§ What needs to be done:
Locate every line in the material below that contains the word "rear", and copy each of those lines. Case counts.

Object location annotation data
========================
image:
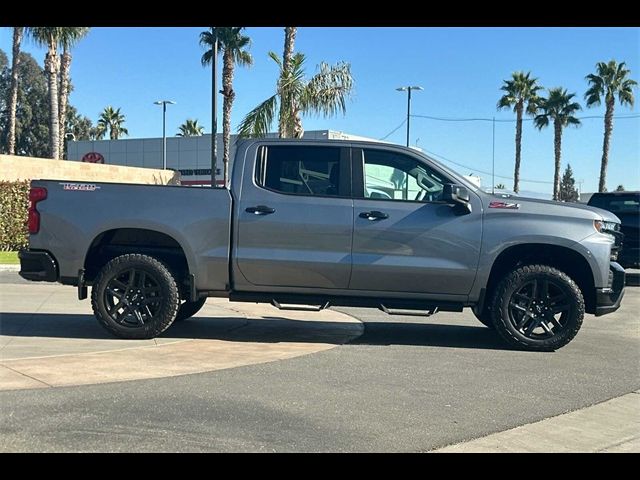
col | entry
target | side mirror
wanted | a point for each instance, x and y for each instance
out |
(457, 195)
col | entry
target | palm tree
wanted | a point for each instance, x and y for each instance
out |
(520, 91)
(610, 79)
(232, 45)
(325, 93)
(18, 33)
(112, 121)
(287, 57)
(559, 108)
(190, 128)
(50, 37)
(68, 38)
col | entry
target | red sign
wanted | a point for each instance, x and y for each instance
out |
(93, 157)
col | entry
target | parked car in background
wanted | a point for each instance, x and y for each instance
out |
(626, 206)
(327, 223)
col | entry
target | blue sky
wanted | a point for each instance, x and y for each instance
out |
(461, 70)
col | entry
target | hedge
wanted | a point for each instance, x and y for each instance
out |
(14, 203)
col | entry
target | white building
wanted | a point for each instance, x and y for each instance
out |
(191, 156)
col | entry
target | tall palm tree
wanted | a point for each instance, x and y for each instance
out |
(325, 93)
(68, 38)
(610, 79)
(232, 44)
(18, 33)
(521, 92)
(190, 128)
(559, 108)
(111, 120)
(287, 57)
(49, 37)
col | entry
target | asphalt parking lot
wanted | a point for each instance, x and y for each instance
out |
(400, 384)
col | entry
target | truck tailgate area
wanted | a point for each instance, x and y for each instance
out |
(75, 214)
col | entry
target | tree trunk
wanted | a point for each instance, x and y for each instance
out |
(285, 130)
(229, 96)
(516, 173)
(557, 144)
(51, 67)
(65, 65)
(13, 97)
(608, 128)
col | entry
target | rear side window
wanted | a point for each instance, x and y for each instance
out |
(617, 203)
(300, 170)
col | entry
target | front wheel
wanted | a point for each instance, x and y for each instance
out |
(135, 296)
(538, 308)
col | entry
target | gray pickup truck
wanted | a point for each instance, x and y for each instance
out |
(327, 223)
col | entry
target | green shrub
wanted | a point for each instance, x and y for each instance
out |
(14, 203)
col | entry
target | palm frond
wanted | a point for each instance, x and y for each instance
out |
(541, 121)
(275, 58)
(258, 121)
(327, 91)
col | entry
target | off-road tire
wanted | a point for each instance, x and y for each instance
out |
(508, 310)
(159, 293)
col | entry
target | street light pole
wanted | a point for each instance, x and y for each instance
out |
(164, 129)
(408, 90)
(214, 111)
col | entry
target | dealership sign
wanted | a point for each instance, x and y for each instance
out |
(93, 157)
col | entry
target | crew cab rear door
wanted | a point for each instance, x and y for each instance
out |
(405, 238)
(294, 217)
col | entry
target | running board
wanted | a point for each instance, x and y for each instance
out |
========================
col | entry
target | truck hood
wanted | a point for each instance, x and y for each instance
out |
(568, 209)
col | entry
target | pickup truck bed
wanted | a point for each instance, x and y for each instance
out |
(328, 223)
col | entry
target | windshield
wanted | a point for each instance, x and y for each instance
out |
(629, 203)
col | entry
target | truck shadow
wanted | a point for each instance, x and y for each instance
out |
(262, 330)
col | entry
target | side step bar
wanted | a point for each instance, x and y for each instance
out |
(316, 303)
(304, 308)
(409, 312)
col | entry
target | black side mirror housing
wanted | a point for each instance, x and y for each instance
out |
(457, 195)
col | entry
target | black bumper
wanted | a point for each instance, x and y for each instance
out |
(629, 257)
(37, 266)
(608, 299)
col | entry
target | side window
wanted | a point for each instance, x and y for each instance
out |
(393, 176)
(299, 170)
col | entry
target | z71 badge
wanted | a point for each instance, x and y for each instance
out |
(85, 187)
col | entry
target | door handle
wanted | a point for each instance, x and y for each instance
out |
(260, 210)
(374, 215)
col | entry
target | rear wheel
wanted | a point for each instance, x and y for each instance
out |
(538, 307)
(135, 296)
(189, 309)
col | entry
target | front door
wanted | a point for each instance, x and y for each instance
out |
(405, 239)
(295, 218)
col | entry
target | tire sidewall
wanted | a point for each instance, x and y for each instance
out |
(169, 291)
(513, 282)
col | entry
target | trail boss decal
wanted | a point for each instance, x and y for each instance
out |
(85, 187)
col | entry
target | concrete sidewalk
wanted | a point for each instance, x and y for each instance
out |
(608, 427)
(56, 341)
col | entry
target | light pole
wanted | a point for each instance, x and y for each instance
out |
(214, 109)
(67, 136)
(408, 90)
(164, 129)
========================
§ Exercise answer:
target | rear side window
target | crew cab rear door
target | rear wheel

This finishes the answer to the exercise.